>> BEGIN Given data

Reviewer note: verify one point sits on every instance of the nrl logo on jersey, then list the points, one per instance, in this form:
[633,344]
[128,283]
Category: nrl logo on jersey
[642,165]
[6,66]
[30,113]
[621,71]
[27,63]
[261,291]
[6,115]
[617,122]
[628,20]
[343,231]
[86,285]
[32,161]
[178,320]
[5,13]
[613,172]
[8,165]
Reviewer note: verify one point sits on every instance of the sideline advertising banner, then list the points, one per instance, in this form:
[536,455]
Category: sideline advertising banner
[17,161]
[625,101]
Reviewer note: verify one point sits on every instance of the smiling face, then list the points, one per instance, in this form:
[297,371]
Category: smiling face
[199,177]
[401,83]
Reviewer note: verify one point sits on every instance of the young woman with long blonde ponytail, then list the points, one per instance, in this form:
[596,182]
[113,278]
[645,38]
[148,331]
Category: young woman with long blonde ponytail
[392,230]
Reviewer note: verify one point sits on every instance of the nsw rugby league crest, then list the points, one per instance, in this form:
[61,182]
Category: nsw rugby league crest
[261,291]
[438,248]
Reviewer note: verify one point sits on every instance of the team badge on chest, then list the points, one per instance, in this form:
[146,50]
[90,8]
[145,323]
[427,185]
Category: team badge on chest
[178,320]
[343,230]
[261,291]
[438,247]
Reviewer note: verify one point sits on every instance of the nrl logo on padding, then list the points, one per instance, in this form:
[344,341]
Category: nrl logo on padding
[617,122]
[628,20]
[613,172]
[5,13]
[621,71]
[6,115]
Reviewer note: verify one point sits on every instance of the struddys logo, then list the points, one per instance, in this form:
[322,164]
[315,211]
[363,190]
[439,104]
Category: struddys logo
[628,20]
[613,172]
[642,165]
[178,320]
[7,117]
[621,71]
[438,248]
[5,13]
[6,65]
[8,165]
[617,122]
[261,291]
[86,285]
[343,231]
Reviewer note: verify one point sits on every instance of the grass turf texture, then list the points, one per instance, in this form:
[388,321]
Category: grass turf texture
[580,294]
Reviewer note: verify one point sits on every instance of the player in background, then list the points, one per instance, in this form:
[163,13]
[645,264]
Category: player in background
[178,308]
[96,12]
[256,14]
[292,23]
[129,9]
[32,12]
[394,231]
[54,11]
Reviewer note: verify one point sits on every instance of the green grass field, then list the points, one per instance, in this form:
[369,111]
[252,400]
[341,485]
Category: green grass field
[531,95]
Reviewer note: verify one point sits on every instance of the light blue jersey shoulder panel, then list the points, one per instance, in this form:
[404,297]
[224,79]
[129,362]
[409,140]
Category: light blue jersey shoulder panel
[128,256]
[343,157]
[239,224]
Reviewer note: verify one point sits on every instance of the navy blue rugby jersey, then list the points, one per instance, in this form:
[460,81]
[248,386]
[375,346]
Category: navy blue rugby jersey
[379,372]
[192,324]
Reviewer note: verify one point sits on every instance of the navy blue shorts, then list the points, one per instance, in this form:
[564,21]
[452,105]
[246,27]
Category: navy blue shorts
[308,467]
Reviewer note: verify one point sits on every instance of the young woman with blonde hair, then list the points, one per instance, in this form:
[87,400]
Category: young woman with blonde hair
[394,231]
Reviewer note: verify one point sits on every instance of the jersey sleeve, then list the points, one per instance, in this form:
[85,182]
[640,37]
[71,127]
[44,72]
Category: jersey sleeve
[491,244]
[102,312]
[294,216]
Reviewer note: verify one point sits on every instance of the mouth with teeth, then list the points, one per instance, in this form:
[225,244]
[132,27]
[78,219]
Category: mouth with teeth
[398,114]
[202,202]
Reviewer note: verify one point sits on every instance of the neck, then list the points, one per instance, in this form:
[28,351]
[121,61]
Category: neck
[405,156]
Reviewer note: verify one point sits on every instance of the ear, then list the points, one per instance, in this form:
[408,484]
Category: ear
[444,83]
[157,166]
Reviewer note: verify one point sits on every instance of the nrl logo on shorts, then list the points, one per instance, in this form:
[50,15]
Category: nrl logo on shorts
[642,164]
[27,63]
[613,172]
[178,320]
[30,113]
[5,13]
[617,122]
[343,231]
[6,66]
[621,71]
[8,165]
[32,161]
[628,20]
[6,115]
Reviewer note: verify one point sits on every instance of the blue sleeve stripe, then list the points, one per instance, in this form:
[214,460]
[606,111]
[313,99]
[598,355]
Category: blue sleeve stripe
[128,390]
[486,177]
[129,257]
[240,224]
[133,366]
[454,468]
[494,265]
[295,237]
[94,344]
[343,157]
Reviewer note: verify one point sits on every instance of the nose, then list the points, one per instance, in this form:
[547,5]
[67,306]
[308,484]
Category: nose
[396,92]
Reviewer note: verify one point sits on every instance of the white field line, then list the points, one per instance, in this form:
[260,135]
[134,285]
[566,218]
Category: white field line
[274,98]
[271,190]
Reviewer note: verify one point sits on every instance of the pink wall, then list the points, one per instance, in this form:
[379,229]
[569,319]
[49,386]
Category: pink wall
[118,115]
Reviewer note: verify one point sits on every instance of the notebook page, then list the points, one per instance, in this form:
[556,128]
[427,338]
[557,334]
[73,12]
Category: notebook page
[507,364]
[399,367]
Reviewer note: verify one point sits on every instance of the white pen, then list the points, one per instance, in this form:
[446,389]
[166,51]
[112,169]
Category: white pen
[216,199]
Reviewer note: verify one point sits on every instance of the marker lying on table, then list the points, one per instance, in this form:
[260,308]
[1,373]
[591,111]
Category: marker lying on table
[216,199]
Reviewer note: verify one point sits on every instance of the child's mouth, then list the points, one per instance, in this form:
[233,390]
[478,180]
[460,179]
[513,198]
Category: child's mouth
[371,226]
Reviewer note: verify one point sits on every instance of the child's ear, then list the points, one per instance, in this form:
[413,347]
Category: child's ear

>> END Given data
>> BEGIN Given data

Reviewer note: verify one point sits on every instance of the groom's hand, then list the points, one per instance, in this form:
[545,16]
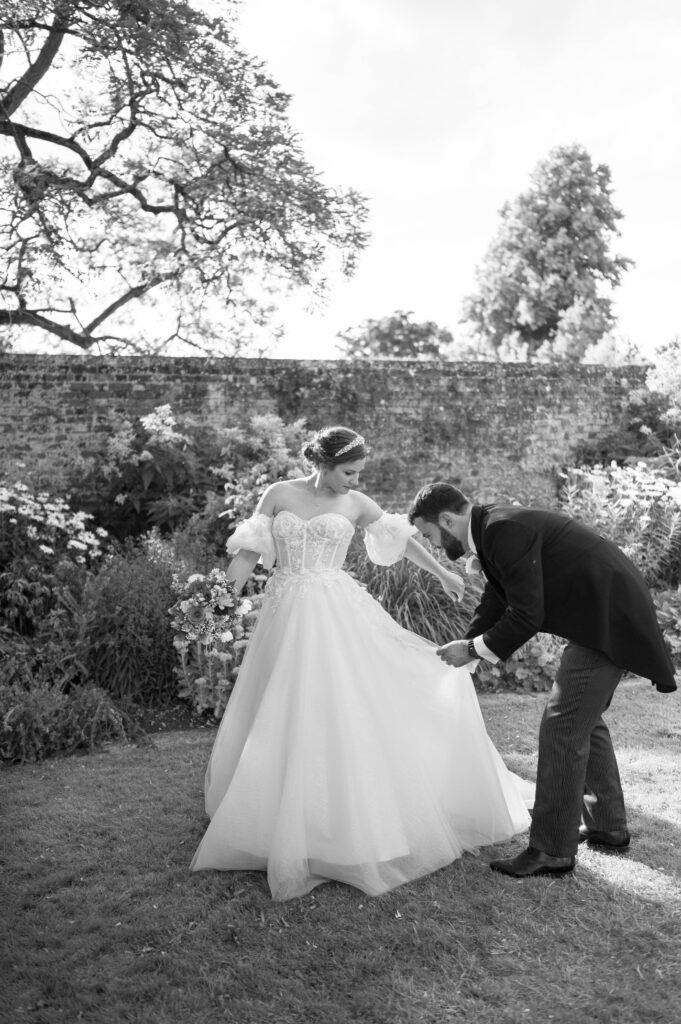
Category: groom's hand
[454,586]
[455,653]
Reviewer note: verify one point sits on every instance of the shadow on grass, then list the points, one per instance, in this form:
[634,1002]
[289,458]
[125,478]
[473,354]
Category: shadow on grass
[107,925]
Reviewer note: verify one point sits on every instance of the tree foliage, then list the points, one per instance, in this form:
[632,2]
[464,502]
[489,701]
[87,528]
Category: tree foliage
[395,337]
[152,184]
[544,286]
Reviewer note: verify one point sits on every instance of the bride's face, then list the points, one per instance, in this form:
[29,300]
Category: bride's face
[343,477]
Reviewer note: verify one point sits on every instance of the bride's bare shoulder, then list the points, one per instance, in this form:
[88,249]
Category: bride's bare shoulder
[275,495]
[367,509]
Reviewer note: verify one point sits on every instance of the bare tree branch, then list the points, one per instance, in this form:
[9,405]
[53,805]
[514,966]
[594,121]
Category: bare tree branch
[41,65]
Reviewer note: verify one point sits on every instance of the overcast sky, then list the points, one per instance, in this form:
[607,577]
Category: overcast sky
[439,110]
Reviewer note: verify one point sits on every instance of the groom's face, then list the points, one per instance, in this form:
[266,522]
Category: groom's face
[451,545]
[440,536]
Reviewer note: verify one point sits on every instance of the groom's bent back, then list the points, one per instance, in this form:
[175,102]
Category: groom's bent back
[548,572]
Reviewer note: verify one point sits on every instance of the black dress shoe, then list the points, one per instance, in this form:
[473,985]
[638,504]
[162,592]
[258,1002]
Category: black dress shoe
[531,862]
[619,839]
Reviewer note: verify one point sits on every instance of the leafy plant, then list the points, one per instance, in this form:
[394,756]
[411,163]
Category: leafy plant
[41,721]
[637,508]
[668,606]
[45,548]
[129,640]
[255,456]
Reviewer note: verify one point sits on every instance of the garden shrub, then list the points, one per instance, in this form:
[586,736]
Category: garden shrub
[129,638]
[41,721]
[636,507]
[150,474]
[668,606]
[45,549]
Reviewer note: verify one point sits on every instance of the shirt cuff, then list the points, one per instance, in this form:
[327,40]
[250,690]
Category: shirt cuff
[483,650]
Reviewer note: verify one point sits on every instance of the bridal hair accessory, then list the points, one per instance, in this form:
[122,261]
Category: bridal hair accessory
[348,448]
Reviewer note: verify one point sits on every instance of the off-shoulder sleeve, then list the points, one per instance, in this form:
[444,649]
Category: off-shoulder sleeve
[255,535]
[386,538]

>> END Given data

- **Written task**
Count the lines above that contain the string "logo", treating uppercase and lowercase as different. Give only the number.

- **Output**
8